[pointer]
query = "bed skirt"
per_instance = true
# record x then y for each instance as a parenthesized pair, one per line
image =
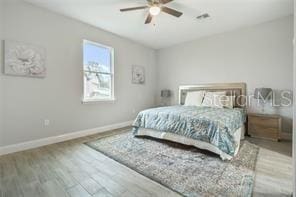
(238, 135)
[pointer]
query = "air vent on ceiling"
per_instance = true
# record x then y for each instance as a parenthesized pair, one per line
(203, 16)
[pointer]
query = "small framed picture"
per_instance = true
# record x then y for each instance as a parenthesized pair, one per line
(138, 74)
(22, 59)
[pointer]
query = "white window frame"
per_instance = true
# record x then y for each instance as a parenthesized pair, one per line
(111, 49)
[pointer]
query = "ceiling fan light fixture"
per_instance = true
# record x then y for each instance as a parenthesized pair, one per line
(154, 10)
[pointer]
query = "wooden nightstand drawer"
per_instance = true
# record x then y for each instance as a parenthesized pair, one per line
(264, 126)
(264, 121)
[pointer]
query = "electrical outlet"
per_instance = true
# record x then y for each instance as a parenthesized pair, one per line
(46, 122)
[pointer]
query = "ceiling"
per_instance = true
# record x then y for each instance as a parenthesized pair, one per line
(167, 30)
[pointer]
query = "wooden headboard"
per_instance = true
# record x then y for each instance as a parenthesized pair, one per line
(232, 89)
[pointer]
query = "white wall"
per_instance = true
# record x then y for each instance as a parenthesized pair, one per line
(261, 56)
(28, 101)
(1, 82)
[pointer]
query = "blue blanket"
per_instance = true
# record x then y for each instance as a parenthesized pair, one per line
(212, 125)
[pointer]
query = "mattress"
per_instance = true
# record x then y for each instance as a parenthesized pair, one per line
(218, 127)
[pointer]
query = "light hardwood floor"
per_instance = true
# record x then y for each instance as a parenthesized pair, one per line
(73, 169)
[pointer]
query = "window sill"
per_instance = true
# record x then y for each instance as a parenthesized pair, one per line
(94, 101)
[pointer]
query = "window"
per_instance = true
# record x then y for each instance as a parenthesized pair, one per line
(98, 70)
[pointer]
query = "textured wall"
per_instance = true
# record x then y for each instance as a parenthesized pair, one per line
(29, 101)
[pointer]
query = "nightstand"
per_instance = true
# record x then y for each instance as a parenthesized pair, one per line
(265, 126)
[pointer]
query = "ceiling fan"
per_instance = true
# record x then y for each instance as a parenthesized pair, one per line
(155, 7)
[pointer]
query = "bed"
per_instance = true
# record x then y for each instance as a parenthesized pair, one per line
(218, 130)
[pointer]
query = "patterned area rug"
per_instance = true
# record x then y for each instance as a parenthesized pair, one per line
(184, 169)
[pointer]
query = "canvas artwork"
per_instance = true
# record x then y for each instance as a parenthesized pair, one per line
(23, 59)
(138, 75)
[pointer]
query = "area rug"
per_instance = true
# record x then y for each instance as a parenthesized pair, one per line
(187, 170)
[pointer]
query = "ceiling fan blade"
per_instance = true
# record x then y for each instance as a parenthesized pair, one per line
(165, 1)
(171, 11)
(148, 19)
(134, 8)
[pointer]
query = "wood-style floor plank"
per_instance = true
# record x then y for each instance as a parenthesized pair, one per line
(73, 169)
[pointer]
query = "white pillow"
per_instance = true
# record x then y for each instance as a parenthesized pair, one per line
(213, 99)
(194, 98)
(228, 102)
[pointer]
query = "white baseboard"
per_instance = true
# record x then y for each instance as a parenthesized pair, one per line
(61, 138)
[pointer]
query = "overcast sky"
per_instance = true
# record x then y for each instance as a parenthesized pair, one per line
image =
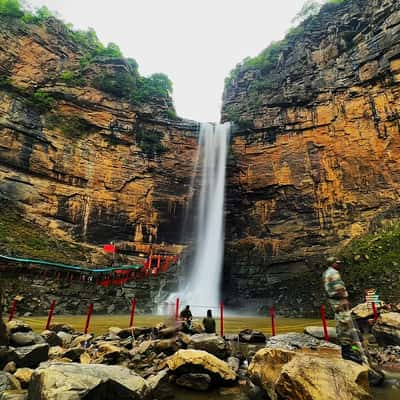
(195, 42)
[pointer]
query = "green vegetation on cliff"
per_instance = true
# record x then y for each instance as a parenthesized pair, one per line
(269, 57)
(125, 83)
(374, 261)
(20, 238)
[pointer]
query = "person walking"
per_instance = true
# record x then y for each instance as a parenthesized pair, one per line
(209, 323)
(347, 334)
(186, 317)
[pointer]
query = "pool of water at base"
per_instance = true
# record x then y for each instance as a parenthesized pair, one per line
(99, 324)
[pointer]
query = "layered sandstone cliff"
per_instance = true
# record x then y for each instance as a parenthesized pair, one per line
(81, 162)
(315, 161)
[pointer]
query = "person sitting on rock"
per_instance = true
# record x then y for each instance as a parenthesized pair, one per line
(209, 323)
(186, 317)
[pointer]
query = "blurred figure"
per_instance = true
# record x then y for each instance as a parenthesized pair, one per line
(209, 323)
(186, 317)
(348, 335)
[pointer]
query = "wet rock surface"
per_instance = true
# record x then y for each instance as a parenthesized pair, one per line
(387, 329)
(150, 366)
(296, 375)
(316, 124)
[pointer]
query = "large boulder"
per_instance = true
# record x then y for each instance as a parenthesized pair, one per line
(302, 375)
(52, 338)
(62, 328)
(24, 376)
(7, 355)
(16, 325)
(365, 310)
(295, 341)
(318, 332)
(19, 339)
(71, 381)
(199, 361)
(66, 338)
(252, 336)
(31, 356)
(198, 382)
(8, 382)
(387, 329)
(210, 342)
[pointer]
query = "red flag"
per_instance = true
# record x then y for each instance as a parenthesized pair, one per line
(109, 248)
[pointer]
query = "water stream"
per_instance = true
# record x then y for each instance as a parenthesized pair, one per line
(202, 290)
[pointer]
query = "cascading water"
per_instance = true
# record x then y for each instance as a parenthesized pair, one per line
(203, 287)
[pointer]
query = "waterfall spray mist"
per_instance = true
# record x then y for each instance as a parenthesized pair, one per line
(203, 287)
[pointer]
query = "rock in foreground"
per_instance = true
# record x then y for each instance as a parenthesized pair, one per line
(387, 329)
(295, 375)
(198, 361)
(70, 381)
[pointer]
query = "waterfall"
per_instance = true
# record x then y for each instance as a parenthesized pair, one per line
(203, 287)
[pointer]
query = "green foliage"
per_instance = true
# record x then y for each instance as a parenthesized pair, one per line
(374, 259)
(120, 84)
(112, 51)
(150, 142)
(171, 114)
(39, 16)
(72, 126)
(269, 57)
(11, 8)
(128, 84)
(310, 7)
(25, 239)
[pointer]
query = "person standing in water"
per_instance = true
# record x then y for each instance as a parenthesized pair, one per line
(347, 334)
(186, 317)
(209, 323)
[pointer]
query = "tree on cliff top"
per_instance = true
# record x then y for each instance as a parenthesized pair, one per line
(11, 8)
(269, 57)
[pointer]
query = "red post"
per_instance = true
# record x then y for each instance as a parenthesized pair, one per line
(12, 310)
(51, 311)
(133, 306)
(89, 314)
(222, 318)
(324, 324)
(177, 309)
(272, 314)
(375, 311)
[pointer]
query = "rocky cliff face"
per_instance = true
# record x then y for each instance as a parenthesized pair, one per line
(316, 159)
(81, 162)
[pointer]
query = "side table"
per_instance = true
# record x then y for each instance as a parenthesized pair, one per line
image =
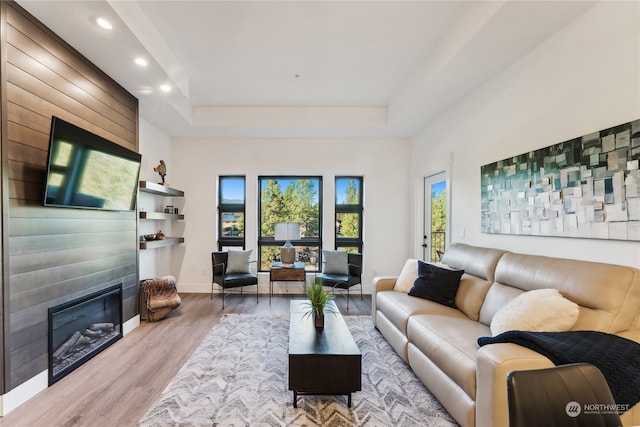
(287, 273)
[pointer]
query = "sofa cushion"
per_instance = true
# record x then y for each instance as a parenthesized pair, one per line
(479, 261)
(407, 276)
(437, 284)
(450, 342)
(541, 310)
(471, 293)
(497, 297)
(398, 307)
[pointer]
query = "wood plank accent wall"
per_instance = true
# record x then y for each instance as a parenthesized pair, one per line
(54, 255)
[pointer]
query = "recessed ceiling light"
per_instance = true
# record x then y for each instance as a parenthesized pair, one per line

:: Requirements ::
Transcribe all entries above exactly. Drop the pictures.

:: The response ::
[pointer]
query = "bed skirt"
per_instance = true
# record x then y for each instance as a parenthesized pair, one per line
image =
(238, 135)
[pointer]
query = "air vent on ceiling"
per_instance = true
# record x then y for each instance as a parenthesized pair, one per line
(203, 16)
[pointer]
query = "small framed picture"
per_instance = true
# record x then y for each instance as a parenthesized pair, one per line
(138, 74)
(22, 59)
[pointer]
query = "white window frame"
per_instance = true
# record x then y for each instance as a parenthesized pair, one per line
(111, 49)
[pointer]
query = "ceiling fan light fixture"
per_instance = true
# record x then y for each instance as a parenthesized pair, one per line
(154, 10)
[pointer]
query = "wooden nightstand drawer"
per_instance = true
# record x then y for each instance as a parenthesized pair, one per line
(264, 126)
(264, 121)
[pointer]
query = "electrical outlet"
per_instance = true
# record x then y for each instance as a parenthesized pair, one per line
(46, 122)
[pointer]
query = "ceiling"
per_instance = true
# record x then y for each instance as a parenthesized pair, one per line
(167, 30)
[pointer]
query = "wooden headboard"
per_instance = true
# record x then y for each instance as a parenthesized pair, one per line
(232, 89)
[pointer]
query = "white wall"
per_instance = true
# record x then y for each instance as a parenthesized pair, one per line
(261, 56)
(28, 101)
(1, 82)
[pointer]
query = "blue blanket"
per_instance = true
# record x then y for each instance as a parenthesized pair, one per line
(212, 125)
[pointer]
query = "mattress"
per_instance = true
# record x then y for each instance as a parenthesized pair, one per line
(218, 127)
[pointer]
query = "light hardwood floor"
per_instance = true
# record x then y for each instance as a parenthesized pair, one per line
(73, 169)
[pointer]
query = "window sill"
per_instance = true
# record x then y for each instance as a parenthesized pair, one per line
(94, 101)
[pointer]
query = "window"
per_instance = true
# record x then y for each instance as a parenthesized pair, one per line
(98, 70)
[pointer]
query = "textured wall"
per_instance = true
# record x then y for each instance as a parenthesized pair, one per line
(29, 101)
[pointer]
query = "nightstand"
per_instance = true
# record x then y for each instance as a parenthesized pair, one per line
(265, 126)
[pointer]
query = "ceiling fan"
per_instance = true
# record x then y for each instance as a parenthesized pair, one per line
(155, 7)
[pointer]
query = "bed"
per_instance = true
# record x then y for each instance as a parenthesized pair, one per line
(218, 130)
[pointer]
query = "patterned area rug"
per_instance = true
# record x then y for each instance as a parenthesized pair, one per line
(184, 169)
[pointer]
query = "canvas artwork"
per_instance = true
# record x then y for each instance as a parenthesized pair, one per line
(23, 59)
(138, 75)
[pointer]
query = "area rug"
per_instance = true
# record x then y for each instance as a parenthesized pair, one per line
(187, 170)
[pointer]
query = "ceiling fan blade"
per_instance = true
# record x then y for each instance as a parenthesized pair, one per line
(165, 1)
(171, 11)
(148, 19)
(134, 8)
[pointer]
query = "wood-style floor plank"
per_instance = true
# record x then y for each instance as a parenthesized pair, one per line
(73, 169)
[pointer]
query = "white pillow"
per_instance = true
# record x then y for each instance as a parenthesized pair, one per line
(213, 99)
(194, 98)
(228, 102)
[pointer]
query = "white baseboard"
per_instance = true
# record x then y for each instance as a parenthesized pair, one per line
(61, 138)
[pointer]
query = "overcast sky"
per_instance = true
# record x then y for each instance as a parenthesized pair, one per line
image =
(195, 42)
[pointer]
query = "green vegetation on cliff"
per_instance = true
# record x then y for each instance as a parenthesized pair, one per line
(269, 57)
(125, 83)
(374, 261)
(20, 238)
[pointer]
query = "person walking"
per_instance = true
# record x then y for each instance as a parenthesized pair, one per line
(209, 323)
(347, 334)
(186, 317)
[pointer]
query = "pool of water at base"
per_instance = true
# record x then y for each instance as a parenthesized pair, one per line
(99, 324)
[pointer]
query = "layered sandstone cliff"
per_instance = true
# record x then y for each instance as a parenthesized pair, one per line
(81, 162)
(315, 161)
[pointer]
query = "person sitting on rock"
per_instance = true
# record x then y for each instance as a parenthesized pair, one per line
(209, 323)
(186, 317)
[pointer]
query = "blurred figure"
per_instance = true
# record x then y for each instance as a parenthesized pair, one per line
(209, 323)
(186, 317)
(348, 335)
[pointer]
query = "wet rock surface"
per_instance = true
# record x then y for each instance as a parenthesized pair, one per line
(387, 329)
(150, 366)
(296, 375)
(316, 124)
[pointer]
query = "large boulder"
per_instance = true
# record x then y for each instance as a parenthesized pair, one per line
(302, 375)
(52, 338)
(62, 328)
(24, 376)
(7, 355)
(16, 325)
(365, 310)
(295, 341)
(318, 332)
(19, 339)
(71, 381)
(199, 361)
(66, 338)
(252, 336)
(31, 356)
(198, 382)
(8, 382)
(387, 329)
(210, 342)
[pointer]
query = "red flag"
per_instance = true
# record x then y for each instance as a parenthesized pair, one per line
(109, 248)
[pointer]
query = "water stream"
per_instance = true
# record x then y for each instance as a parenthesized pair, one per line
(202, 290)
[pointer]
query = "cascading water"
per_instance = true
# record x then y for each instance as a parenthesized pair, one per line
(203, 287)
[pointer]
query = "waterfall spray mist"
per_instance = true
# record x then y for each instance as a parenthesized pair, one per line
(203, 287)
[pointer]
query = "rock in foreground"
per_instance = true
# record x then y for each instance as a parenthesized pair, one per line
(387, 329)
(295, 375)
(198, 361)
(70, 381)
[pointer]
query = "waterfall"
per_instance = true
# record x then y for each instance as a parenthesized pair, one per line
(203, 287)
[pointer]
query = "green foliage"
per_instance = true
# record x then y for each instance as a parenthesized pair, one per line
(374, 259)
(120, 84)
(112, 51)
(150, 142)
(171, 114)
(39, 16)
(72, 126)
(269, 57)
(11, 8)
(128, 84)
(310, 7)
(25, 239)
[pointer]
query = "person standing in water"
per_instance = true
# record x then y for each instance as a parenthesized pair, one per line
(347, 334)
(186, 317)
(209, 323)
[pointer]
query = "tree on cliff top"
per_instance = true
# record x then y for each instance as a parenthesized pair, one per line
(11, 8)
(269, 57)
[pointer]
query = "red post"
per_instance = true
# record x then y for each instance as a parenthesized pair, one per line
(12, 310)
(51, 311)
(133, 306)
(89, 314)
(222, 318)
(324, 324)
(177, 309)
(272, 314)
(375, 311)
[pointer]
query = "rocky cliff face"
per_instance = true
# record x then y for each instance as a parenthesized pair, one per line
(316, 159)
(81, 162)
[pointer]
query = "side table"
per_instance = true
# record x then y for each instance as a parenthesized pair, one per line
image =
(287, 273)
[pointer]
query = "sofa cushion"
per_instance = true
# record x then y for each instance as a parenthesized pair, one per line
(479, 261)
(407, 276)
(437, 284)
(450, 342)
(541, 310)
(471, 293)
(497, 297)
(398, 307)
[pointer]
query = "wood plank accent wall"
per_instance = true
# record x then y for each instance as a parenthesized pair, one per line
(54, 255)
[pointer]
query = "recessed ceiling light"
per_instance = true
# record x then y for each instance as a parenthesized pair, one per line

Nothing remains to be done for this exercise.